=== KUTIPAN TERPILIH ===
Selasa, 13 Oktober 2020

Haruskah Belajar Seperti Orang Lain?

           oleh : ALBERT WILLIAM WIBISONO

Pernahkah teman-teman merasa belajar itu tak menarik? Membaca itu membosankan? Atau bahkan dibandingkan dengan orang lain saat belajar? Hal ini terjadi pada seorang pelajar asal Jawa Timur, mari simak bersama kisah anak laki-laki ini. 

            Di suatu kota kecil di Jawa Timur, ada seorang anak yang dianggap cara belajarnya unik menurut orang tuanya. Anak itu bernama Albert William, yang kerap dipanggil Albert. Saat ini, Albert sedang duduk di bangku kelas SMP kelas 9 di TNH. Beruntungnya, saat ini ia diberi kepercayaan untuk menjadi ketua OSIS. Anak dari keluarga sederhana ini sangat senang dapat belajar berorganiasi dan merasa bebas dalam belajar. Tak semudah itu, ada kisah yang berbekas di benak ketua OSIS ini.

            Sejak SD, anak kelahiran Surabaya ini tak suka belajar terlalu lama. Menurutnya, belajar terlalu lama itu cukup membosankan. Ia sering mengantuk saat belajar. Sangat susah untuk dapat duduk diam bagi Albert saat belajar. Menurutnya, belajar terlalu lama itu tak berguna. Hal ini menimbulkan berbagai reaksi dari orang tuanya.

            Sejak kecil, Albert selalu diminta oleh orang tuanya agar rajin belajar agar berprestasi di sekolah. Orang tuanya bermaksud positif, yakni agar Albert mendapatkan beasiswa untuk sekolah. Ia tak berasal dari keluarga yang kaya raya, sehingga harus mendapatkan nilai yang baik. Dalam maksudnya ini, orang tua Albert merasa Albert malas belajar. Mereka menganggap bahwa Albert lebih sering bermain karena sering memegang ponsel pintarnya. 

            Di satu sisi argumen Albert ini benar, karena tidak semua ilmu diajarkan di sekolah. Ilmu yang diberikan saat sekolah merupakan ilmu dasar. Bagaimana dengan pengetahuan mengenai dunia luar? Belum tentu diajarkan di sekolah. Inilah yang selalu ada di benaknya.

            Namun, tentu dalam setiap masalah ada pro dan kontra, tak terkecuali orang tuanya. Mereka beranggapan bahwa apakah bisa memahami semua pelajaran dalam waktu yang singkat? Mereka membandingkan Albert dengan kakaknya yang belajar dalam waktu yang lama. Mungkin maksud mereka baik, agar Albert mendapat nilai yang sempurna.

            Kakak dari anak kelahiran 4 Januari ini sangat gemar dalam belajar. Ia dapat belajar hingga 4 jam dalam sekali belajar. Hal ini berkebalikan dengan Albert yang hanya 15 menit saja. Menurutnya, belajar dalam waktu yang singkat tak akan mudah diingat. Inilah yang ada di pikiran semua orang.

=== DATA YANG DIBERIKAN ===
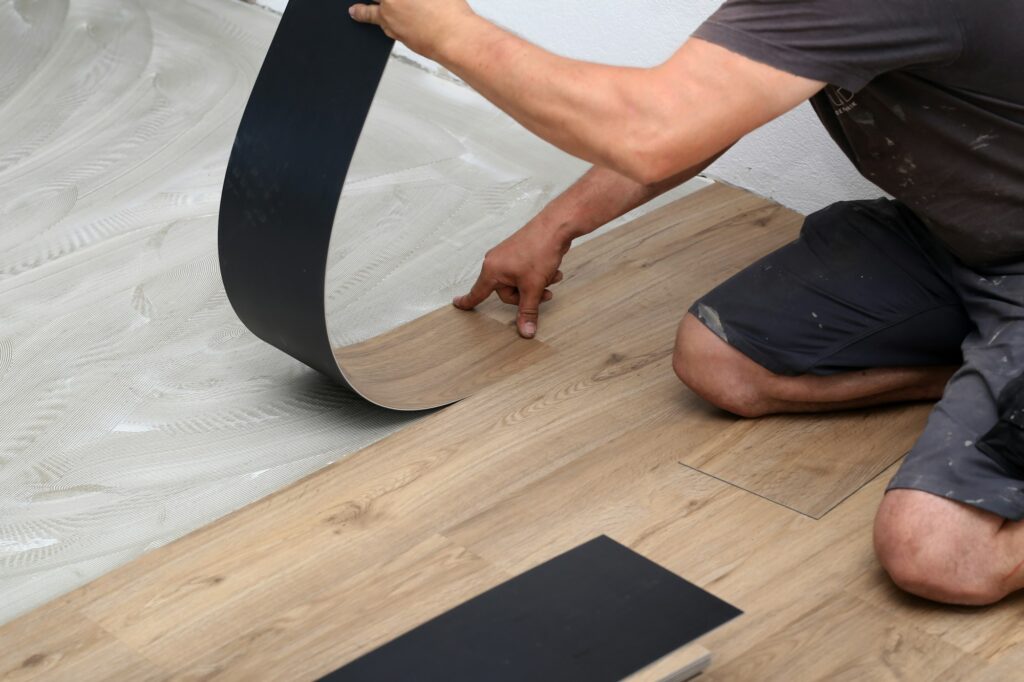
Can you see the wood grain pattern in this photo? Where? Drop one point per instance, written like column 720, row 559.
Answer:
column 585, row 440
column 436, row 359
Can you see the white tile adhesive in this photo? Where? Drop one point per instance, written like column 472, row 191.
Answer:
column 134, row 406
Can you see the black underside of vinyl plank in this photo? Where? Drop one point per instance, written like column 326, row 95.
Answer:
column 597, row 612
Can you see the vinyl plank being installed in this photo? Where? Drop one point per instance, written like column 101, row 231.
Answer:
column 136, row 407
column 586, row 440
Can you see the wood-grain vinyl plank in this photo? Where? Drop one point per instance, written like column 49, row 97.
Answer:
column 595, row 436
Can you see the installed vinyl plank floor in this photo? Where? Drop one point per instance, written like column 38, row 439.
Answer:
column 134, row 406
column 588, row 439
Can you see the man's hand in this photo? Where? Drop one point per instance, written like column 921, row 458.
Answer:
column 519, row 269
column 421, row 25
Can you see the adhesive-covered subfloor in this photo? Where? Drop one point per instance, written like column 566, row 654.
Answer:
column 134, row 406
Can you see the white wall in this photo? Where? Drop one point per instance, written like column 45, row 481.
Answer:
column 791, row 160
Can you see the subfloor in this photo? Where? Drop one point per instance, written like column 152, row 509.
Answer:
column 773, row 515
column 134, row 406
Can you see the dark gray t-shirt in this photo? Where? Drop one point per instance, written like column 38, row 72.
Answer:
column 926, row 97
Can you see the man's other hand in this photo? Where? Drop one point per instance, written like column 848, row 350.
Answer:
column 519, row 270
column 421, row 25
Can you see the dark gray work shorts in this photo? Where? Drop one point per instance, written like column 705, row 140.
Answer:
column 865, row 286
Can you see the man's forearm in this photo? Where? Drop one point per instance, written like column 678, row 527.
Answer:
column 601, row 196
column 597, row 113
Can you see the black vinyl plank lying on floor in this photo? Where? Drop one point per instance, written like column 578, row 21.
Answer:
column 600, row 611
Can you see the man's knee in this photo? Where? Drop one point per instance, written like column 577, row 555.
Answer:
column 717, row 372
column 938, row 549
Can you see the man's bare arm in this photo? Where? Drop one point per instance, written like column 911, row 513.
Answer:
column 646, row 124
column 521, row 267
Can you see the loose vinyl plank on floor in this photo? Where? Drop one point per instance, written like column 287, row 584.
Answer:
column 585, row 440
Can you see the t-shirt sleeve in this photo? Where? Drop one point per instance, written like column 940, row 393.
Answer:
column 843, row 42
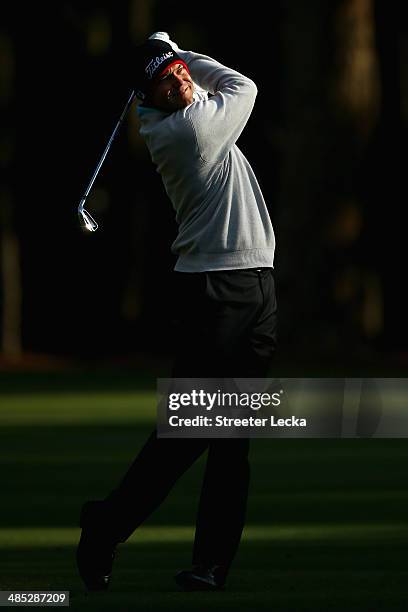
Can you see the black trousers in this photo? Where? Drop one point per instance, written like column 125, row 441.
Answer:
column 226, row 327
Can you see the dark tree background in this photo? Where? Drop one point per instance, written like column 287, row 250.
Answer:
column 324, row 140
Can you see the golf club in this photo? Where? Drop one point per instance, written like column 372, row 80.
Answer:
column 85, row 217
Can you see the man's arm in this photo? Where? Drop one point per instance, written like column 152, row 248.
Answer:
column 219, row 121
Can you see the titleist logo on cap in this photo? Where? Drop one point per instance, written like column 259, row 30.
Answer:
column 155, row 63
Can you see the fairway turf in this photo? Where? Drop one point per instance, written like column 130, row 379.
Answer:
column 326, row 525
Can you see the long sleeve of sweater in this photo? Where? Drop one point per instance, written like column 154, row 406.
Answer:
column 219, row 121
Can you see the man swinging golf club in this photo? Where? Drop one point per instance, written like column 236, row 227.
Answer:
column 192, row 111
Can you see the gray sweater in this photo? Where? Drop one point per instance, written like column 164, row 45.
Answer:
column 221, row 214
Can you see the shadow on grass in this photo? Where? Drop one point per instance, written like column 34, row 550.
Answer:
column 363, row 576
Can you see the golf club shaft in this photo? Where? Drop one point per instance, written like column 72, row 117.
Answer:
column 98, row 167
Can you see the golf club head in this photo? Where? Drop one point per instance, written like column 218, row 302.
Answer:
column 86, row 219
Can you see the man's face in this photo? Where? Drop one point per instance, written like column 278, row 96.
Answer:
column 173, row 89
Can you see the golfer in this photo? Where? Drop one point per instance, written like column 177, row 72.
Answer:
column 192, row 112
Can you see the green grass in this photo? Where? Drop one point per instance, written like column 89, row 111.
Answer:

=== SASARAN LATIHAN ===
[1] Menurut tulisan tentang cara belajar Albert, berapa lama kakaknya dapat belajar dalam sekali belajar?
[2] Lanjutkan tulisan tentang cara belajar Albert mulai dari kalimat terakhir yang ada.

=== JAWABAN LATIHAN ===
[1] Kakaknya dapat belajar hingga 4 jam dalam sekali belajar.

[2]
            Albert merasa cukup tertekan karena selalu dibandingkan dengan kakaknya. Suatu hari, saat duduk di kelas 4, Albert mendapat nilai yang buruk dalam ulangan. Sesampainya di rumah, ia langsung ditegur orang tuanya karena malas belajar dan terlalu sering bermain game. Dan saat itu pula Albert dilarang bermain gawai dalam waktu yang cukup lama, yakni selama hampir sebulan. Ia hanya boleh menyentuh gawai saat diijinkan dan ketika mendesak. Hal ini membuat Albert merasa terpukul, karena ia sangat menyukai gawai.

            Benar saja, saat ujian kenaikan kelas, nilai yang diperolehnya biasa saja. Saat itu Albert sangat kacau pikirannya. Dipenuhi rasa marah, kecewa, sedih dan takut. Ia merasa bahwa dirinya bodoh dan tidak membanggakan. Saat menerima hasil belajarnya selama di kelas 4, nilai Albert cukup buruk menurutnya. Sekali lagi ia merasa sangat sedih dan tak dapat berbuat apapun.

            Setelah ditegur, orang tuanya berpesan agar saat kelas 5, ia belajar dengan lebih giat lagi. Namun tetap saja, ia belajar dengan caranya sendiri. Belajar sambil jalan-jalan dan berbicara. Duduk sebentar, lalu berdiri tak tahu hendak berbuat apa. Seperti biasa, ia ditegur kembali. Hingga suatu saat ketika hendak ujian, Albert tak dapat menahan amarahnya. Ia langsung membantah perkataan orang tuanya. Ia menyatakan bahwa ia akan tetap belajar dengan caranya sendiri dan ia meminta gawainya dikembalikan oleh orang tuanya. Saat itu terjadi perdebatan yang cukup lama. Pada akhirnya, dengan berbagai pertimbangan, akhirnya terjadilah sebuah kesepakatan.

            Kesepakatan ini cukup disenangi oleh Albert. Anak yang saat itu duduk di kelas 5 itu diberi kepercayaan untuk dapat belajar dengan caranya sendiri dan memegang gawai. Saat itu ia sangat senang mendengar kesepakatan itu. Menurutnya, kesepakatan ini sangat menguntungkannya. Namun, tak semudah itu, ada target yang harus dicapai. Mendapat nilai yang terbaiklah yang menjadi target yang harus dikejar. Tanpa pikir panjang, Albert langsung menyetujui kesepakatan tersebut. Dia beranggapan bahwa dengan sedikit mengubah cara belajarnya ia dapat memenuhi kesepakatan tersebut.

            Anak dengan ukuran sepatu 40 ini mulai mengubah kebiasaannya dengan tak bermain game di gawainya namun menggunakan gawainya sebagai sarana belajar. Ia senang belajar dengan gawainya dan memperhatikan gurunya menjelaskan dengan seksama. Namun ada satu hal yang tak berubah, yakni ia senang belajar sambil jalan-jalan di dalam rumah dan dalam waktu yang singkat.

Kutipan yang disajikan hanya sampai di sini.